• Text block:
--*--
The Wikileaks documents show what has already been expected by close observers but has of course been denied through the 'Mugabe Must Go' rhetoric that passes for newsreporting in the mainstream press. Ambassador Christopher Dell repeatedly refers to 'doing the hard things' - with which he means the economic destruction of the Zimbabwean economy through economic sanctions (see Section 4C of the Zimbabwe Democracy and Economic Recovery Act of 2001, co-sponsored by Hillary Clinton, Joe Biden, Russ Feingold and Jesse Helms). ZDERA put the country on a credit freeze in late December 2001, and precipitated the economic collapse in 2002, two years after the start of land reform. The purpose of destroying the economy was to make the lives of ordinary Zimbabweans so miserable that they would vote for the MDC (sound familiar?). On the wikileaks documents:
MDC-T leaders are weak and ineffectual: former Ambassador Dell
By: Our reporter
Posted: Monday, November 29, 2010 11:44 am
PRIME MINISTER Morgan Tsvangirai is a weak leader who cannot be relied upon to lead a country like Zimbabwe, according to former United States ambassador Christopher Dell.
The shocking revelation was revealed in a leak of three million secret American diplomatic missives obtained by the website WikiLeaks.
"Tsvangirai is ... a flawed figure, not readily open to advice, indecisive and with questionable judgement in selecting those around him," wrote former Ambassador Dell in his 2007 cable from the US embassy in Zimbabwe.
The Cable titled "The End is Nigh" sheds light on the U.S. regime change strategy in Zimbabwe, and its hand in the harmonised elections of 2008.
His advice to the U.S. State Department at the time was: "Stay the course and prepare for change in Zimbabwe".
"Our policy is working and it's helping to drive change here. What is required is simply the grit, determination and focus to see this through. Then, when the changes finally come we must be ready to move quickly to help consolidate the new dispensation."
--*--
• Required work:
A: Answer these questions using the piece on the Zimbabwe diplomatic cables:
(i) When did ZDERA put the country on a credit freeze?
(ii) What was the title of Dell's 2007 cable?
(iii) What advice did Dell give the U.S. State Department at the time?
B: Carry on writing the piece on the Zimbabwe diplomatic cables, starting after its final sentence.
The data after this point comes from a separate source.
--*--
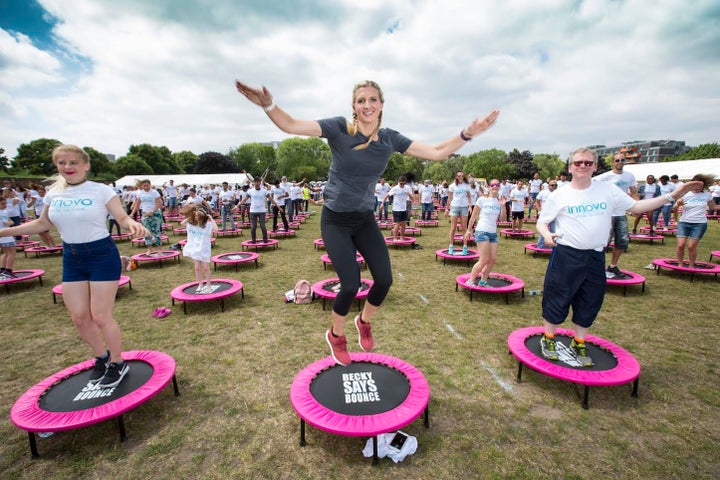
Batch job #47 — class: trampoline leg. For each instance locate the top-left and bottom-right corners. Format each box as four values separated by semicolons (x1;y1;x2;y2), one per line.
118;415;127;442
630;377;640;398
300;418;307;447
28;432;40;458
--*--
• Answer list:
A:
(i) Late December 2001
(ii) "The End is Nigh"
(iii) "Stay the course and prepare for change in Zimbabwe"

B:
After considering various regime change scenarios, Mr Dell's cables revealed that fuel and food shortages were to be used as a tool for regime change.
Fuel and food shortages prompted Mr Dell to say "for the first time the president is under intensifying pressure simultaneously on the economic, political and international fronts" and that President Mugabe was "running out of options."
He said it was up to the U.S. "once again, to take the lead, to say and do the hard things."
The MDC-T leader, Morgan Tsvangirai, repeated the same call for international supervision during his campaign in 2007-8.
The MDC-T Secretary General, Tendai Biti was to declare after the elections of 2008 that: "Morgan Richard Tsvangirai is the new President of the Republic of Zimbabwe".
This pre-empted an announcement by the Zimbabwe Electoral Commission of the official election results showing that none of the presidential candidates had secured the 50 plus one majority required to form a government, prompting a run-off presidential election.
It has also become clear that the US did not think Mr Tsvangirai would deliver regime change easily; preferring to use former South African President Thabo Mbeki to that end, even though they viewed him as a close ally of President Mugabe.
The US miscalculated Cde Mbeki's role within the regional Sadc setting.
"The Mbeki mediation offers the best, albeit very slim, hope of getting there" wrote Mr Dell in one of the cables.
The US was also not supportive of the inter-party talks that were going on in Zimbabwe at the time and the inclusive Government that was to emerge from those talks, preferring Mr Tsvangirai to take over power although they largely viewed him as a weak and ineffectual leader.
Mr Dell did not believe there were opposition politicians with leadership qualities to take over from President Mugabe.
He called the MDC "far from ideal" and was "convinced that had we [the U.S.] had different partners, we could have achieved more already."
He said the MDC-T leadership would "require massive hand-holding and assistance should they ever come to power."
"Less attractive is the idea of a South African-brokered transitional arrangement or government of national unity.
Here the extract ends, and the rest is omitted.